Directive A:
Reproduce the press release on free trade and residential property from "Press Release –" up to and including "in residential property.".

[start of Document extract]

Press Release – Public Good
On Tuesday David Parker wrote in the NZ Herald that the government’s signing of the South Korea Free Trade Agreement creates risks for NZ. Yesterday the Labour Party has withheld support until certain guarantees are made. However the specific risk …The ‘Free Trade’ horse is already bolting on residential property sales
On Tuesday David Parker wrote in the NZ Herald that the government’s signing of the South Korea Free Trade Agreement creates risks for NZ. Yesterday the Labour Party has withheld support until certain guarantees are made. However the specific risk of losing the right to legislate for New Zealanders is already in chain in residential property.
National’s “free trade” deals – South Korea, Taiwan (and Parker says he has been told the TPPA is also included) – have wide ramifications. Purchasers headquartered in “free trade” countries (such as South Korea) who feel their speculative business could be damaged by new limits on overseas buyers will be at liberty to take an Investor States Dispute Tribunal (ISDS) case. A single buyer may not have the resources to do this but a commercial property owner wanting to buy up blocks of apartments or multiple houses might consider it. But it gets worse than that. These new trade agreements contain not only ISDS options they also give governments the right to take claims against New Zealand. There would be nothing to stop the government of a free trade country advancing the interests of its property investors and using these provisions.
In contrast, and ironically, given the recent heated debate on trying to derive data where no reliable source exists, the NZ-China free trade agreement has until now given protections to NZ residential land and property (as well as agricultural land) by allowing the government to create new restrictions on non-resident overseas buyers. These rights were reciprocal, and Parker explains that under the FTA China has introduced bans on non-residents, including New Zealanders, buying houses in their main cities and Hong Kong has added hefty stamp duties for overseas buyers.
However the “most favoured nation” (MFN) status in the China FTA requires NZ to treat China no less favourably than other countries with whom it subsequently might sign FTAs and so the new rules in the South Korea agreement will apply there as well.

[end of Document extract]
[start of Given data]

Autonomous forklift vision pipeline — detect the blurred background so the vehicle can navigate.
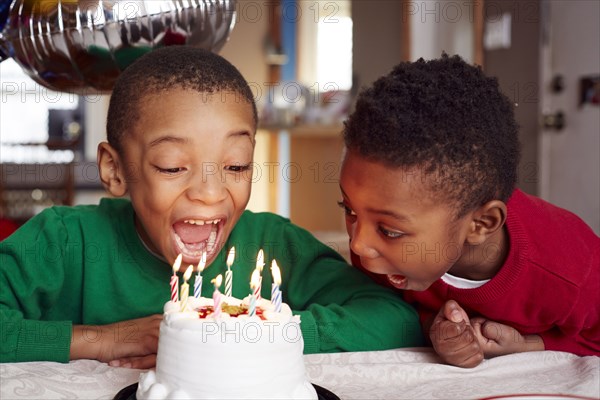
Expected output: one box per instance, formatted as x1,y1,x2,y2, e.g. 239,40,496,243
0,0,600,254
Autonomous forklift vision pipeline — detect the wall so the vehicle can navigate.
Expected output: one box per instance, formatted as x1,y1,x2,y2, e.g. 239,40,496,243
352,0,403,87
484,0,540,195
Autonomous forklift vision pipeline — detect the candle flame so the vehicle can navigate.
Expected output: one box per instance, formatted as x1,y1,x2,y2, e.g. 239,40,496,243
198,251,206,273
271,260,281,286
211,274,223,289
173,254,183,274
227,246,235,269
256,249,265,272
250,268,260,289
183,265,194,283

[end of Given data]

Directive B:
Rewrite the listing from the line with "Autonomous forklift vision pipeline — detect the wall" up to and including its last line, replacing "vehicle" with "robot" and leaving everything else unchanged. Return only those lines.

Finished answer A:
Press Release – Public Good
On Tuesday David Parker wrote in the NZ Herald that the government’s signing of the South Korea Free Trade Agreement creates risks for NZ. Yesterday the Labour Party has withheld support until certain guarantees are made. However the specific risk …The ‘Free Trade’ horse is already bolting on residential property sales
On Tuesday David Parker wrote in the NZ Herald that the government’s signing of the South Korea Free Trade Agreement creates risks for NZ. Yesterday the Labour Party has withheld support until certain guarantees are made. However the specific risk of losing the right to legislate for New Zealanders is already in chain in residential property.

Finished answer B:
Autonomous forklift vision pipeline — detect the wall so the robot can navigate.
Expected output: one box per instance, formatted as x1,y1,x2,y2, e.g. 239,40,496,243
352,0,403,87
484,0,540,195
Autonomous forklift vision pipeline — detect the candle flame so the robot can navigate.
Expected output: one box per instance, formatted as x1,y1,x2,y2, e.g. 239,40,496,243
198,251,206,273
271,260,281,286
211,274,223,289
173,254,183,274
227,246,235,269
256,249,265,272
250,268,260,289
183,265,194,283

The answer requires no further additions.